**What you need to do**
1 - Answer these from the text on thyroid testing:
(a) Which hormone does the routine thyroid function test measure?
(b) In which organ is T4 converted to T3?
(c) What can it mean when results fall in the upper or lower end of the reference range?
2 - Please output everything in the text on thyroid testing from "Many patients believe" down to "and mental function.", copied word for word.
3 - Carry the text on thyroid testing forward with what comes next after its last sentence.

**Text provided**
Many patients believe that their thyroid is “fine”, as when it was tested the results were “normal”. However what most clients don’t know is that the routine test for thyroid function doesn’t actually involve testing your thyroid hormones at all, but instead gauges your thyroid function by testing a pituitary hormone called TSH (or Thyroid Stimulating Hormone).
TSH (or Thyroid Stimulating Hormone) is the hormone released by your pituitary gland to stimulate thyroid gland hormone production. When stimulated by TSH, the thyroid gland produces T4 (inactive thyroid hormone) which is then converted to T3 (the active hormone) in the liver. T3 is involved in stimulating a vast array of processes throughout the body, including your processes regulating your metabolism, energy and mental function.
If your TSH levels are outside of the reference range than further investigations are conducted, however what if your results fall into the upper or lower end of the reference range? This can mean that your thyroid function is sub-optimal, but you will be told it is “normal”.

[Point localization data]
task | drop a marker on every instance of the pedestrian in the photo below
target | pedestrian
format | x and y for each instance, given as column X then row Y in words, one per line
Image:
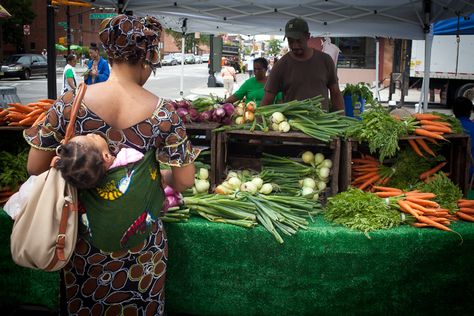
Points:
column 462, row 110
column 97, row 68
column 253, row 88
column 69, row 75
column 303, row 72
column 228, row 77
column 249, row 64
column 119, row 263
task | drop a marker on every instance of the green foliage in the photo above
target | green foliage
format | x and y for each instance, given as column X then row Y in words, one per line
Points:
column 447, row 193
column 274, row 47
column 13, row 169
column 407, row 168
column 379, row 129
column 13, row 27
column 189, row 40
column 361, row 210
column 361, row 90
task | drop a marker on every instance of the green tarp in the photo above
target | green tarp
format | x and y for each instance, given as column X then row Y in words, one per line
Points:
column 218, row 269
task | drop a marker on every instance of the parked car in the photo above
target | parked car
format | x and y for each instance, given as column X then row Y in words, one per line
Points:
column 198, row 59
column 169, row 60
column 178, row 57
column 24, row 66
column 189, row 59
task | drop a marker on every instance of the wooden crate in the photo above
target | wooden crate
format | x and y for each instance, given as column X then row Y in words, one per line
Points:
column 203, row 136
column 457, row 150
column 243, row 149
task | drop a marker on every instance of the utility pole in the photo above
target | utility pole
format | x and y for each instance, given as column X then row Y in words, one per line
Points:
column 68, row 31
column 50, row 39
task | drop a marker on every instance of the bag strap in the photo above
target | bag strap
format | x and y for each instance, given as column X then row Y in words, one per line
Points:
column 69, row 206
column 81, row 90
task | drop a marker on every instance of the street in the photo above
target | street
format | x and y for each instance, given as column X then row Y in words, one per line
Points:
column 166, row 83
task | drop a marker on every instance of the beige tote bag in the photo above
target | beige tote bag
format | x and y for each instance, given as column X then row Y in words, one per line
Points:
column 45, row 232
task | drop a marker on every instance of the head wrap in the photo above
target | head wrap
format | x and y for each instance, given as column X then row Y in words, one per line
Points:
column 127, row 37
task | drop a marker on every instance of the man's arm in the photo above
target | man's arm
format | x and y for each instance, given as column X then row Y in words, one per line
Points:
column 268, row 98
column 104, row 72
column 337, row 100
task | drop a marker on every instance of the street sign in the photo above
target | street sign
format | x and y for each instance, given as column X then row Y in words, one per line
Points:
column 101, row 16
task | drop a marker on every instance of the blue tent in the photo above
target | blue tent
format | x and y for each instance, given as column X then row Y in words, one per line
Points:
column 450, row 26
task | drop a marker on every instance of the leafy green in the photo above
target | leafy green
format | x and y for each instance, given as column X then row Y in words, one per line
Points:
column 447, row 193
column 13, row 169
column 380, row 130
column 407, row 168
column 361, row 210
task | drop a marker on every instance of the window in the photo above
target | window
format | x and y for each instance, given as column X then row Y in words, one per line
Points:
column 356, row 52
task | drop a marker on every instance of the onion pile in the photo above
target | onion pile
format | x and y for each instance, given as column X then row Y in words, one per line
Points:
column 172, row 198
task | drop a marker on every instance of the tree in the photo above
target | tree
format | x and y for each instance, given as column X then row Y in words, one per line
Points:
column 274, row 47
column 13, row 27
column 190, row 42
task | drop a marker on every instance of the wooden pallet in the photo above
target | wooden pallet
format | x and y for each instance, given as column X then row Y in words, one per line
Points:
column 457, row 150
column 202, row 136
column 242, row 149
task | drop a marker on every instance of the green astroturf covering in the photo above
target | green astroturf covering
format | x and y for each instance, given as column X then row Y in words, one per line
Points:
column 219, row 269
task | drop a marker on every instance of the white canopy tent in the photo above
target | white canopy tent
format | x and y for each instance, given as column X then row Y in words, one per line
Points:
column 404, row 19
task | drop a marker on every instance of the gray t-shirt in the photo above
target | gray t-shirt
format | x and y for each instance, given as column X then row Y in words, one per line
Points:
column 299, row 80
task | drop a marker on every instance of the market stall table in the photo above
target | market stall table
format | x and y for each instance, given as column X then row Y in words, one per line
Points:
column 219, row 269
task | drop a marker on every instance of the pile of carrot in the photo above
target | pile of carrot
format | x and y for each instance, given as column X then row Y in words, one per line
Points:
column 418, row 204
column 466, row 210
column 25, row 115
column 430, row 126
column 366, row 172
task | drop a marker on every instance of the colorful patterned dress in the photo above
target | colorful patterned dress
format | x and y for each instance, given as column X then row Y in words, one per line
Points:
column 129, row 280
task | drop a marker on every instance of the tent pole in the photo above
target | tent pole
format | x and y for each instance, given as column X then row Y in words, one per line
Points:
column 377, row 66
column 426, row 74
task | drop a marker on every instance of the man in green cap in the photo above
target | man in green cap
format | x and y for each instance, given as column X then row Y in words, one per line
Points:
column 303, row 72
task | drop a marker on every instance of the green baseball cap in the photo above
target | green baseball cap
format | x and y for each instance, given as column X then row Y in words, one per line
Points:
column 296, row 28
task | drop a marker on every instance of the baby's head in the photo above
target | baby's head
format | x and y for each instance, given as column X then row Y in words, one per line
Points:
column 84, row 160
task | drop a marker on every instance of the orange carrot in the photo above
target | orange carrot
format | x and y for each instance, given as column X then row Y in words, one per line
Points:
column 415, row 148
column 423, row 145
column 407, row 208
column 423, row 132
column 432, row 171
column 465, row 216
column 430, row 222
column 369, row 182
column 40, row 118
column 422, row 195
column 420, row 225
column 426, row 122
column 385, row 194
column 466, row 210
column 436, row 128
column 426, row 116
column 389, row 189
column 422, row 202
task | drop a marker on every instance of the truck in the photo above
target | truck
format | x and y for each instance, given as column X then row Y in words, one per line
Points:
column 452, row 66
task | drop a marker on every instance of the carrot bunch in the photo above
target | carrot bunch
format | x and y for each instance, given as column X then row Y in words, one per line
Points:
column 431, row 126
column 25, row 115
column 466, row 210
column 366, row 172
column 418, row 204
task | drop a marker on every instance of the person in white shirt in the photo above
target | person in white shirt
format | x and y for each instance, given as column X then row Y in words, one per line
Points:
column 69, row 75
column 249, row 62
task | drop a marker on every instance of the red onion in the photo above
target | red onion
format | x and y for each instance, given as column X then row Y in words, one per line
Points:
column 229, row 109
column 169, row 191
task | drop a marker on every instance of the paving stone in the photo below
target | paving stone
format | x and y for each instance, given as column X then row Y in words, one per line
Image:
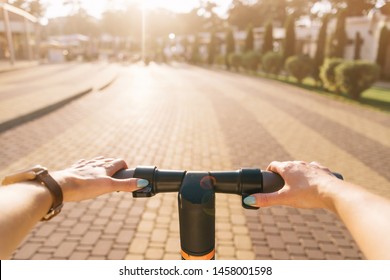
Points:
column 65, row 249
column 249, row 137
column 138, row 245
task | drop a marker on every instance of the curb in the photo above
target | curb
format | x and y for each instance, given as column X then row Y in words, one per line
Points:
column 50, row 108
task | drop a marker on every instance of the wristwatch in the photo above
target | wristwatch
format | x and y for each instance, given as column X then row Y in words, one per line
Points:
column 40, row 174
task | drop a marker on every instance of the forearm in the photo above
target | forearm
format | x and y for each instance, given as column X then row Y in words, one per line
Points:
column 366, row 216
column 22, row 206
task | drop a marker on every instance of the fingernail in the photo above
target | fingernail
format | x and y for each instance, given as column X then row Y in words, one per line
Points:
column 142, row 183
column 250, row 200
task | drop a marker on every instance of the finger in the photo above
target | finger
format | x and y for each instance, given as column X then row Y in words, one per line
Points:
column 114, row 166
column 129, row 185
column 278, row 166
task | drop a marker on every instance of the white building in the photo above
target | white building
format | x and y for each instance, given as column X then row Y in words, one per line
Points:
column 18, row 34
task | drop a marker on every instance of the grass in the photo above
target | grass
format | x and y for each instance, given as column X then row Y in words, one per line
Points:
column 376, row 97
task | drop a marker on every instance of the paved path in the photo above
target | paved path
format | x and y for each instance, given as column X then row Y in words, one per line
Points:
column 186, row 117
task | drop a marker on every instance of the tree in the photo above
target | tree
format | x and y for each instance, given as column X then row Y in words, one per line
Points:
column 230, row 46
column 320, row 51
column 327, row 73
column 272, row 62
column 212, row 49
column 353, row 7
column 382, row 48
column 358, row 46
column 195, row 51
column 289, row 40
column 354, row 77
column 268, row 43
column 241, row 14
column 249, row 40
column 339, row 38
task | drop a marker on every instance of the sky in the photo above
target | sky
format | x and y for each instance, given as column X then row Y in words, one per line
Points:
column 95, row 8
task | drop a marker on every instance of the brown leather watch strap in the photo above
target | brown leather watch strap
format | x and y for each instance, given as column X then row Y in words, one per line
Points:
column 44, row 177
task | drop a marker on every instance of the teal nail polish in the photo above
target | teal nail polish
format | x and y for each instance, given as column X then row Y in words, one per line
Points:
column 142, row 183
column 250, row 200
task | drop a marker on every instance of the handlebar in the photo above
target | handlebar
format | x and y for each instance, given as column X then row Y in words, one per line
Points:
column 243, row 182
column 196, row 198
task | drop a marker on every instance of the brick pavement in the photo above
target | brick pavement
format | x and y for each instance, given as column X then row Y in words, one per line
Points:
column 189, row 118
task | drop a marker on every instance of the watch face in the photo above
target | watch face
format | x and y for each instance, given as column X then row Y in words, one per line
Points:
column 23, row 175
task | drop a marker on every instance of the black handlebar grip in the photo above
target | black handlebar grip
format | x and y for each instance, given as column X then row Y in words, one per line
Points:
column 272, row 182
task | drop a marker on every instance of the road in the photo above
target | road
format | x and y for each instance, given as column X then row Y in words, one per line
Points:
column 184, row 117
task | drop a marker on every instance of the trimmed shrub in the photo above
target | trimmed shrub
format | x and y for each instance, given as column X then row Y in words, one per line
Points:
column 219, row 60
column 235, row 61
column 299, row 66
column 354, row 77
column 272, row 62
column 251, row 60
column 327, row 74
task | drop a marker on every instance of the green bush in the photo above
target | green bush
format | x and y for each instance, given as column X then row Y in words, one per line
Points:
column 272, row 62
column 327, row 74
column 235, row 61
column 299, row 66
column 354, row 77
column 251, row 60
column 219, row 60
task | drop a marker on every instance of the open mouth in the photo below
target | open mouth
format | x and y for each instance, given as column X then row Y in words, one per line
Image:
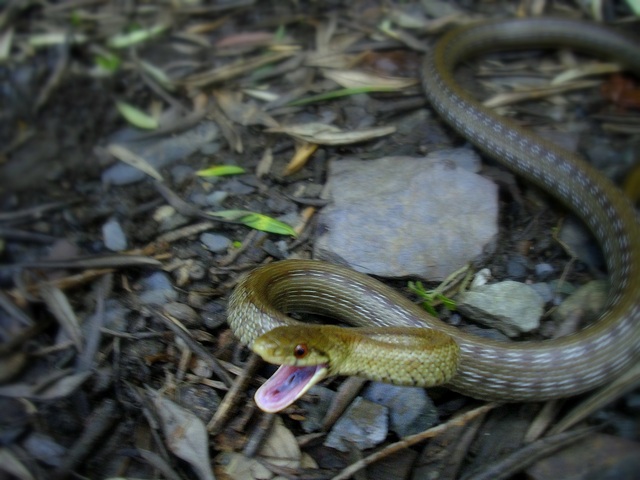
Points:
column 287, row 385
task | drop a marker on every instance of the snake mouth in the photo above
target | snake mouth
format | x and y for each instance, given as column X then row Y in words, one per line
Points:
column 287, row 385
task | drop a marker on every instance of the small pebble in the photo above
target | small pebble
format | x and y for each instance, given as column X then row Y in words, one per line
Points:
column 215, row 242
column 517, row 267
column 544, row 270
column 158, row 289
column 114, row 237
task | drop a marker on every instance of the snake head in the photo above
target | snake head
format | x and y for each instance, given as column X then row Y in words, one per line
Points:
column 301, row 352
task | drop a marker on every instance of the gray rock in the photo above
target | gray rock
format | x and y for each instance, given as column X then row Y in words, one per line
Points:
column 544, row 270
column 157, row 151
column 585, row 303
column 316, row 404
column 580, row 243
column 215, row 242
column 402, row 216
column 363, row 425
column 511, row 307
column 544, row 290
column 410, row 409
column 517, row 267
column 113, row 235
column 158, row 289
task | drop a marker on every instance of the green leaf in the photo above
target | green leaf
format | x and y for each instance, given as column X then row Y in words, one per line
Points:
column 430, row 297
column 136, row 117
column 220, row 170
column 135, row 36
column 343, row 92
column 108, row 62
column 257, row 221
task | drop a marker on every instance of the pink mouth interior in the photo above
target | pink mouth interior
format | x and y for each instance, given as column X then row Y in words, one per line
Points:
column 285, row 387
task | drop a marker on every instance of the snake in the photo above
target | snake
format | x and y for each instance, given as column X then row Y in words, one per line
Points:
column 417, row 348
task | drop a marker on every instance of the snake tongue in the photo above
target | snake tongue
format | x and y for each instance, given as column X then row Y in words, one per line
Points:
column 287, row 385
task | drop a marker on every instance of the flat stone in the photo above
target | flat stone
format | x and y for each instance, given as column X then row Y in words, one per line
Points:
column 511, row 307
column 404, row 216
column 363, row 425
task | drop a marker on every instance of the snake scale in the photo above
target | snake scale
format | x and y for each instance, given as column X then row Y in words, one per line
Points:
column 491, row 370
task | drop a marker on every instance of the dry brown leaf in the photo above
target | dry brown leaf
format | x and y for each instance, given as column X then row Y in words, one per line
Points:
column 324, row 134
column 136, row 161
column 58, row 304
column 358, row 78
column 587, row 70
column 243, row 113
column 300, row 157
column 51, row 386
column 185, row 434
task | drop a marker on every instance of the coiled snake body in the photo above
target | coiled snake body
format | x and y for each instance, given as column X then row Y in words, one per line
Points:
column 519, row 371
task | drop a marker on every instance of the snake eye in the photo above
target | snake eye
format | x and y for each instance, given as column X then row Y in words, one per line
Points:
column 300, row 351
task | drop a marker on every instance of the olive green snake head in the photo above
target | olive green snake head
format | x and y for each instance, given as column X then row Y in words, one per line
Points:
column 310, row 353
column 477, row 367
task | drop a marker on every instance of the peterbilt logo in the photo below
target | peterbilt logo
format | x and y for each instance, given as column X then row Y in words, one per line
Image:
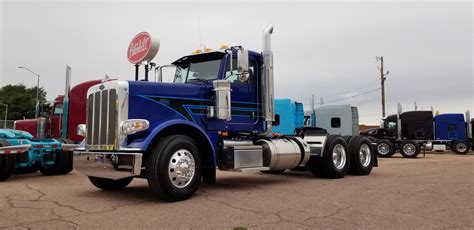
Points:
column 142, row 48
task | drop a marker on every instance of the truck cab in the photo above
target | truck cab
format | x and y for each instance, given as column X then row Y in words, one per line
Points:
column 217, row 113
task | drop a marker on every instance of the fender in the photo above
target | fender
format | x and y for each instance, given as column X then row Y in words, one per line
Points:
column 156, row 131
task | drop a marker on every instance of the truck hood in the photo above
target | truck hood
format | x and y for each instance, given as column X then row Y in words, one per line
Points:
column 15, row 134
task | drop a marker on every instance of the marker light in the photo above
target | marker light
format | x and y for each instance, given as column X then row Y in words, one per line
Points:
column 198, row 51
column 81, row 130
column 134, row 125
column 224, row 46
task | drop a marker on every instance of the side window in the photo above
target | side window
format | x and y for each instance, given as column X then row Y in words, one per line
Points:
column 391, row 125
column 233, row 77
column 335, row 122
column 277, row 120
column 58, row 109
column 451, row 127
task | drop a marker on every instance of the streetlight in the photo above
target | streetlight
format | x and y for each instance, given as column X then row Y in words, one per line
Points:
column 37, row 90
column 6, row 113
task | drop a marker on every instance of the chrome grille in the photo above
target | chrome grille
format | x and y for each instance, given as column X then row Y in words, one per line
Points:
column 102, row 119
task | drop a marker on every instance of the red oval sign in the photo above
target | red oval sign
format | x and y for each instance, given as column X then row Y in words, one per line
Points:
column 141, row 48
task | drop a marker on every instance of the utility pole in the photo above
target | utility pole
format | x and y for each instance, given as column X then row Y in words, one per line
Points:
column 383, row 77
column 6, row 115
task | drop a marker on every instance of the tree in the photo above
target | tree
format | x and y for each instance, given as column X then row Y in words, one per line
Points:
column 21, row 101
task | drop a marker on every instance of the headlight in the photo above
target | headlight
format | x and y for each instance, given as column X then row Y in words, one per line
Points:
column 134, row 125
column 81, row 130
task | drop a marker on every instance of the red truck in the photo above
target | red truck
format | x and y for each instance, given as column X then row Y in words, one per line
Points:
column 54, row 124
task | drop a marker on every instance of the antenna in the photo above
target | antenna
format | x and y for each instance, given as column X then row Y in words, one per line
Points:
column 199, row 31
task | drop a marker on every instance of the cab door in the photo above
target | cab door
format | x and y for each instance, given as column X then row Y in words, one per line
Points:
column 244, row 100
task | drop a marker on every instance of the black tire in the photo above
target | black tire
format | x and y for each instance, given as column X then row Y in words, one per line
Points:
column 26, row 170
column 325, row 166
column 161, row 166
column 7, row 165
column 461, row 147
column 62, row 162
column 274, row 171
column 409, row 149
column 384, row 148
column 362, row 156
column 69, row 165
column 109, row 184
column 347, row 139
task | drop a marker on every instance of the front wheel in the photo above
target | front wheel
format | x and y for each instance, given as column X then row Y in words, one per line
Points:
column 335, row 160
column 409, row 149
column 7, row 165
column 363, row 158
column 461, row 147
column 174, row 168
column 109, row 184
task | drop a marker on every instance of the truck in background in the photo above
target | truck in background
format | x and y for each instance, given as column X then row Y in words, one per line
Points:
column 410, row 131
column 217, row 114
column 66, row 114
column 21, row 153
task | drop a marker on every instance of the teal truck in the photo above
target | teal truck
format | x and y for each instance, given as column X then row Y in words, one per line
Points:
column 20, row 153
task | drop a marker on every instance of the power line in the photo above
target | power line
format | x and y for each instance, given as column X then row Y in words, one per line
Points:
column 345, row 98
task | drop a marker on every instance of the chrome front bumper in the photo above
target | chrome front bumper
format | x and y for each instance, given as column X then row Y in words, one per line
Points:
column 14, row 149
column 110, row 165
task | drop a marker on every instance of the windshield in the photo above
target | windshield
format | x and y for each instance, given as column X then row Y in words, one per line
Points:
column 203, row 67
column 202, row 71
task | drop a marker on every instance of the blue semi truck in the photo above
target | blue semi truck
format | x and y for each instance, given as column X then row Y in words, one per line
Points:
column 410, row 132
column 217, row 114
column 21, row 153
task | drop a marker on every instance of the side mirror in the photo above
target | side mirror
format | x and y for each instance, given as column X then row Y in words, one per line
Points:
column 243, row 64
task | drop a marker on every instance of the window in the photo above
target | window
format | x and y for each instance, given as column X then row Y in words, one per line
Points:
column 451, row 127
column 58, row 109
column 277, row 120
column 336, row 122
column 232, row 76
column 196, row 68
column 390, row 124
column 307, row 121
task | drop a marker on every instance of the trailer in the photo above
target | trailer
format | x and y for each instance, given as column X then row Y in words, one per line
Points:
column 217, row 114
column 410, row 132
column 21, row 153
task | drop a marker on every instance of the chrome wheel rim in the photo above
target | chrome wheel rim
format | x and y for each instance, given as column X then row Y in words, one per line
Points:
column 339, row 156
column 383, row 149
column 181, row 168
column 409, row 149
column 461, row 147
column 365, row 155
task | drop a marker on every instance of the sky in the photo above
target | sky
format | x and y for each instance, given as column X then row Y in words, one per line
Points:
column 321, row 48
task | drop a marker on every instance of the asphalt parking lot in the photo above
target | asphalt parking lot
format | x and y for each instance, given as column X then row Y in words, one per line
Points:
column 424, row 193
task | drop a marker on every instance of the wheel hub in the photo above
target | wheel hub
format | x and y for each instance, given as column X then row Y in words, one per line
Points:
column 383, row 149
column 339, row 156
column 181, row 168
column 409, row 149
column 461, row 147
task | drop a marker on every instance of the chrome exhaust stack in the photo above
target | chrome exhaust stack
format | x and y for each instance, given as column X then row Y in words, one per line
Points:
column 267, row 79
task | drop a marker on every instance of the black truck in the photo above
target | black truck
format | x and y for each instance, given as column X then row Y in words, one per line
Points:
column 411, row 131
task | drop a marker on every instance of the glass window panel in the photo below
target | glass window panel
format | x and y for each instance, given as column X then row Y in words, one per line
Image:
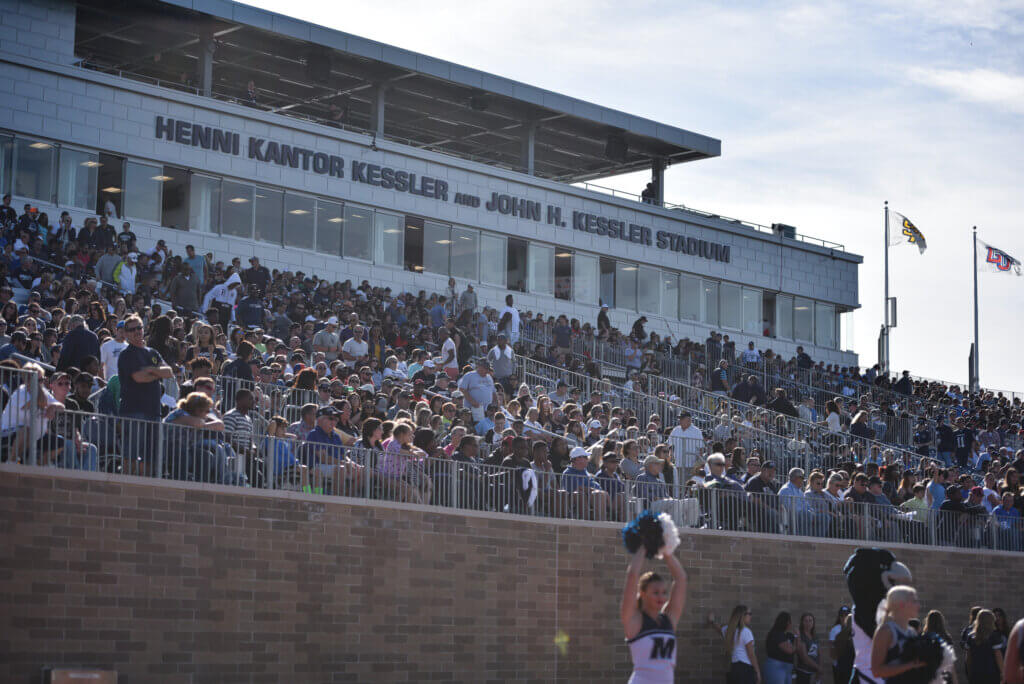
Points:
column 237, row 210
column 414, row 244
column 143, row 190
column 542, row 269
column 436, row 247
column 329, row 219
column 783, row 316
column 563, row 273
column 586, row 280
column 267, row 209
column 358, row 232
column 710, row 309
column 730, row 306
column 111, row 184
column 670, row 295
column 689, row 300
column 803, row 319
column 752, row 311
column 493, row 253
column 204, row 204
column 824, row 325
column 34, row 169
column 6, row 162
column 648, row 290
column 174, row 204
column 516, row 264
column 77, row 178
column 301, row 214
column 626, row 286
column 389, row 237
column 608, row 283
column 465, row 252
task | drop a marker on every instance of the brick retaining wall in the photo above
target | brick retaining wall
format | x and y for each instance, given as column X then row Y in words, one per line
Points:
column 175, row 583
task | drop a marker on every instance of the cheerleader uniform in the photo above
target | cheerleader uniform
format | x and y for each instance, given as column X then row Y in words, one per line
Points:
column 653, row 651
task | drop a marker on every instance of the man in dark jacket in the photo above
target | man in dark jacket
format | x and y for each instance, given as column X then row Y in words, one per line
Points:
column 79, row 343
column 782, row 404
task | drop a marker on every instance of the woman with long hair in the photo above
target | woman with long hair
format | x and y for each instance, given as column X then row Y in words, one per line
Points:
column 738, row 640
column 808, row 661
column 984, row 650
column 206, row 347
column 649, row 611
column 779, row 648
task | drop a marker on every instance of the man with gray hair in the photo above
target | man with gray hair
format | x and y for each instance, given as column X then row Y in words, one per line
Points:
column 502, row 359
column 79, row 343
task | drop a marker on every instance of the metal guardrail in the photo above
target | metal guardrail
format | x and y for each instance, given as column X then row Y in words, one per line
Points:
column 128, row 446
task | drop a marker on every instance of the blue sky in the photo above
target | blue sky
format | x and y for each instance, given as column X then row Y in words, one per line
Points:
column 824, row 110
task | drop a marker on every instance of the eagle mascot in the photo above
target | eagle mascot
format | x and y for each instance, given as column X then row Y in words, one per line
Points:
column 869, row 574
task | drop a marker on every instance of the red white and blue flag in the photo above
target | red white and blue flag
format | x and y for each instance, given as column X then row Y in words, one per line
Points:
column 993, row 259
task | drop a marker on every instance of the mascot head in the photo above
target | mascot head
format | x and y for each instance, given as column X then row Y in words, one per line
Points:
column 869, row 573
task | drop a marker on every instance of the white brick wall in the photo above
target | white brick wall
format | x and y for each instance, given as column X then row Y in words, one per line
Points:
column 119, row 116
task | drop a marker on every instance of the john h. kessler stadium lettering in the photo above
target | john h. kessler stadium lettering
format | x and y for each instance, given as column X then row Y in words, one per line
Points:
column 271, row 152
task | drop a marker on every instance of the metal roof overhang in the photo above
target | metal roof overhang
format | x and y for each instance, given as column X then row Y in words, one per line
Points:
column 429, row 102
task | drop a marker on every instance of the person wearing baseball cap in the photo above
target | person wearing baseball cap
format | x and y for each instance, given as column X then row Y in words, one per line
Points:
column 650, row 483
column 328, row 458
column 586, row 492
column 478, row 389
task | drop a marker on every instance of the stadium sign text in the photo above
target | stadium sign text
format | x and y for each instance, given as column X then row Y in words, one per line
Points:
column 271, row 152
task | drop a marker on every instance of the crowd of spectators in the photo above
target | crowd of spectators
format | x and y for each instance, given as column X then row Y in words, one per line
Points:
column 286, row 379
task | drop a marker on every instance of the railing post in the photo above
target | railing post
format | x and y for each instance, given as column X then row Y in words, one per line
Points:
column 454, row 480
column 33, row 429
column 159, row 465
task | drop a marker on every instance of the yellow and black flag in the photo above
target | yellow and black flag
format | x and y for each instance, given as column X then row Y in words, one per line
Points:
column 905, row 232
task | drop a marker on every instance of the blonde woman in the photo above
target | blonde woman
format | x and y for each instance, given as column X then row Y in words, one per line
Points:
column 649, row 611
column 984, row 650
column 895, row 613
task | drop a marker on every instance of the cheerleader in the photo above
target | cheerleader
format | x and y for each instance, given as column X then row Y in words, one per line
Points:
column 650, row 610
column 896, row 611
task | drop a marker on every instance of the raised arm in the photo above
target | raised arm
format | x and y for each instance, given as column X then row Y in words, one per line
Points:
column 677, row 600
column 1013, row 670
column 629, row 611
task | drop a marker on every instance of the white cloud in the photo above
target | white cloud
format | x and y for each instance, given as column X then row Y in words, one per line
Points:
column 976, row 85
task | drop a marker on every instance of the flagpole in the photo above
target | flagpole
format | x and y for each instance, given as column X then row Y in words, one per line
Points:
column 885, row 303
column 977, row 360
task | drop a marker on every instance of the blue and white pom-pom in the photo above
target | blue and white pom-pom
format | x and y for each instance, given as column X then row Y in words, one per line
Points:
column 655, row 532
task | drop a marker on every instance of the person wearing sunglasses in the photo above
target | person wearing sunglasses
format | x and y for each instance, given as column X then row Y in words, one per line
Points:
column 141, row 372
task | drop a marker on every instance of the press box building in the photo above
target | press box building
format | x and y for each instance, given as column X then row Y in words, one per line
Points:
column 245, row 132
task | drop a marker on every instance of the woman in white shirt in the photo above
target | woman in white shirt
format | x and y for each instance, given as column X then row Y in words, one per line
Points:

**Answers by item number**
1 -
(a) TSH (Thyroid Stimulating Hormone), a pituitary hormone.
(b) The liver.
(c) That thyroid function is sub-optimal.

2 -
Many patients believe that their thyroid is “fine”, as when it was tested the results were “normal”. However what most clients don’t know is that the routine test for thyroid function doesn’t actually involve testing your thyroid hormones at all, but instead gauges your thyroid function by testing a pituitary hormone called TSH (or Thyroid Stimulating Hormone).
TSH (or Thyroid Stimulating Hormone) is the hormone released by your pituitary gland to stimulate thyroid gland hormone production. When stimulated by TSH, the thyroid gland produces T4 (inactive thyroid hormone) which is then converted to T3 (the active hormone) in the liver. T3 is involved in stimulating a vast array of processes throughout the body, including your processes regulating your metabolism, energy and mental function.

3 -
As a general overview abnormal TSH levels indicate the following:
- High TSH levels: May indicate underactive thyroid. Your thyroid needs more TSH stimulation by the pituitary gland to do its job. High TSH levels are generally seen in hypothyroidism or Hashimoto’s Thyroiditis.
- Low TSH levels: May indicate overactive thyroid. Your thyroid requires less TSH stimulation by your pituitary gland. Low TSH levels are usually seen (although not always) in Hyperthyroidism or Grave’s Disease.
These examples are generalisations, as sometimes TSH can be high when thyroid function is overactive and visa versa. That is why comprehensive testing is essential if you have symptoms of possible thyroid imbalance.